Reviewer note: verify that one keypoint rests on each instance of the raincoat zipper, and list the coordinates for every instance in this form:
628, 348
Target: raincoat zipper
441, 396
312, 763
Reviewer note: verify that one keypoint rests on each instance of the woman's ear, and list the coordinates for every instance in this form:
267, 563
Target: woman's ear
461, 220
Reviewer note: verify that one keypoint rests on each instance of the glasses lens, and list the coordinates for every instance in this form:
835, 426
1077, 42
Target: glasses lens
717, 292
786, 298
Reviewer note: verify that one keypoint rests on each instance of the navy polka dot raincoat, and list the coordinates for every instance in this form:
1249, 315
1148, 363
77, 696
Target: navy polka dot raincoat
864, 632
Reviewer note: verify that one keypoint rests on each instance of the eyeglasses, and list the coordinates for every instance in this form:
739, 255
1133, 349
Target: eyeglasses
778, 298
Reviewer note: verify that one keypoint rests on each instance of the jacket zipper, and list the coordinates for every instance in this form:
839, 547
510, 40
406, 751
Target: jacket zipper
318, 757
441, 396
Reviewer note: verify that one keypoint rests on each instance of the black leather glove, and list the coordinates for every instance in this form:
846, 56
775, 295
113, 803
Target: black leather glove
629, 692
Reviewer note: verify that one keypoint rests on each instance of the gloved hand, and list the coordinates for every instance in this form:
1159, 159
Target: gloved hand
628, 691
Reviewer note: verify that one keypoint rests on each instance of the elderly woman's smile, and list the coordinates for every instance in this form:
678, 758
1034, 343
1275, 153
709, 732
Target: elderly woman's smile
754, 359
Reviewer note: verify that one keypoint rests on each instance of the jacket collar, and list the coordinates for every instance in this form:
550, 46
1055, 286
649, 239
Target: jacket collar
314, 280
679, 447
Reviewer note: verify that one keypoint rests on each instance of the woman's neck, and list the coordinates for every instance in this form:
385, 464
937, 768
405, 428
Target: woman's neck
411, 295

====

Work request:
Everything in the listing needs to appear again exactly.

Output below:
Reviewer note: verify that one keypoint rests on each instance of the raincoat zipper, and list the coordinates for every instance in this form:
628, 348
Target: raincoat zipper
441, 396
312, 763
Reviewer note: verify that one keypoint rests on each instance of the woman's ear, and list the coordinates for every instance in this form:
267, 563
Target: woman's ear
461, 220
Reviewer note: verify that one keypoint rests on each instance of the glasses lens, and list the coordinates for every instance in this form:
835, 426
1077, 42
Target: glasses lens
717, 292
786, 298
Reviewer note: verify that one keypoint rests on each instance of the navy polka dot raincoat, and list the coordinates for every instance in this form:
1249, 315
1148, 363
77, 696
Target: navy polka dot raincoat
864, 632
Reviewer note: verify that one keypoint rests on each instance of the eyeglasses, and list the coordinates for every instance in this form:
739, 255
1133, 349
Target: eyeglasses
778, 298
Reviewer note: verify that one keypoint rests on each instance of the jacket zipper, and list the coordinates for every instance in this form:
839, 547
510, 40
406, 751
Target: jacket zipper
318, 757
441, 396
Reviewer note: verify that one keypoint rests on each instance of the black leather glove, and list the coordinates for every instance in this form:
846, 56
775, 295
113, 803
Target: black leather glove
629, 692
Reviewer note: verify that one keypoint rests on each instance of the gloved hand, and list the coordinates for every instance in this form:
1159, 159
Target: gloved hand
628, 691
Reviewer note: verify that one keypoint rests on each instance of the elderly woman's smile, and list the coordinates for every instance in this form:
678, 758
1034, 343
1275, 153
709, 732
Target: elderly woman's smile
754, 359
Reviewer note: verify that one keypoint rests on each instance of the jacket collar, and list the coordinates for every instance in this form:
550, 46
1055, 286
649, 239
Target: jacket collar
314, 280
679, 447
Reviewer note: verify that one keypoint rests on each instance of the woman's neck, and list the coordinates for every instance in this form:
385, 464
937, 768
405, 428
Target: woman's neck
411, 295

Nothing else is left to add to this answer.